- **Exercise**
In the material below, the lines to reproduce exactly are the one containing "Where can you see the rock in" and all lines after it through the last.

::::

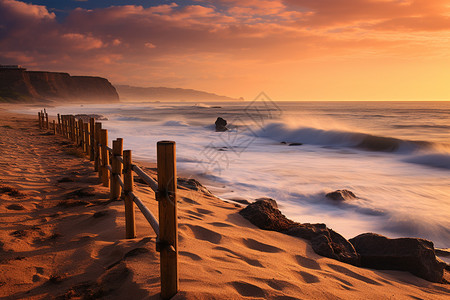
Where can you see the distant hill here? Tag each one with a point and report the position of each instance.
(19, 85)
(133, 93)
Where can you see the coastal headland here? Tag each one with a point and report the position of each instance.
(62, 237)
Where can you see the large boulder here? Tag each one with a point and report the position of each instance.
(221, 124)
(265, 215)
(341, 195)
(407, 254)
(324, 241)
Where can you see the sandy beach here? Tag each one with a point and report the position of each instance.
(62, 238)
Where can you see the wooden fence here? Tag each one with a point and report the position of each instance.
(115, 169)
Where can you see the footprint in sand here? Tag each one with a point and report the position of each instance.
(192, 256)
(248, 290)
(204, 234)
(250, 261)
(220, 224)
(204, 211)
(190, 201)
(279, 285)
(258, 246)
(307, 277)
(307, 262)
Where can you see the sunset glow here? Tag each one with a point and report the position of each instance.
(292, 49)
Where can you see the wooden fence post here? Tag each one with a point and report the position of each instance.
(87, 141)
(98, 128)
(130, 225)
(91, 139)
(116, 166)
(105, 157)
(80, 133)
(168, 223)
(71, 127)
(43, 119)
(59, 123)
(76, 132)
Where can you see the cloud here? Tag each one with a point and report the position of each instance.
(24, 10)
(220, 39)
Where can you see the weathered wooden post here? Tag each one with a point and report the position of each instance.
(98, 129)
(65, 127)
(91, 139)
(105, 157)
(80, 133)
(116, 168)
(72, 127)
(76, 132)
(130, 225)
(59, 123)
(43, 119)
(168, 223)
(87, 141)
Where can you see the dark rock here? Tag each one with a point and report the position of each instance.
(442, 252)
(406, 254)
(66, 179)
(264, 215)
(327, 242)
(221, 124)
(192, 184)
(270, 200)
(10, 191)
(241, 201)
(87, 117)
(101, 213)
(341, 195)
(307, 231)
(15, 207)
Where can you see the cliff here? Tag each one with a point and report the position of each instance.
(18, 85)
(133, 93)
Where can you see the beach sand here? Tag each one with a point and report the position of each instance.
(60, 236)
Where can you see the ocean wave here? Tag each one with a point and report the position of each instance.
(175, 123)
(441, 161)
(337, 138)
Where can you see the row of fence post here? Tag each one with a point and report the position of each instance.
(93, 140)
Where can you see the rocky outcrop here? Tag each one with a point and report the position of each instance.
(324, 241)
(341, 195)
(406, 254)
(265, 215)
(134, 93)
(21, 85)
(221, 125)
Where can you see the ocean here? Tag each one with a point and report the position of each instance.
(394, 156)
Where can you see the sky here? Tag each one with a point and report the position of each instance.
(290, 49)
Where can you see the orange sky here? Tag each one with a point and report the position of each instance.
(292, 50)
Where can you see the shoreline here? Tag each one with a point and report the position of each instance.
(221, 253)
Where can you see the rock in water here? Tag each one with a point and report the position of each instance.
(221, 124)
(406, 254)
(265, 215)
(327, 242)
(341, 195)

::::

- **Result of the task**
Where can you see the rock in water here? Tag each one with a point and report the position of each instance.
(221, 124)
(406, 254)
(265, 215)
(327, 242)
(341, 195)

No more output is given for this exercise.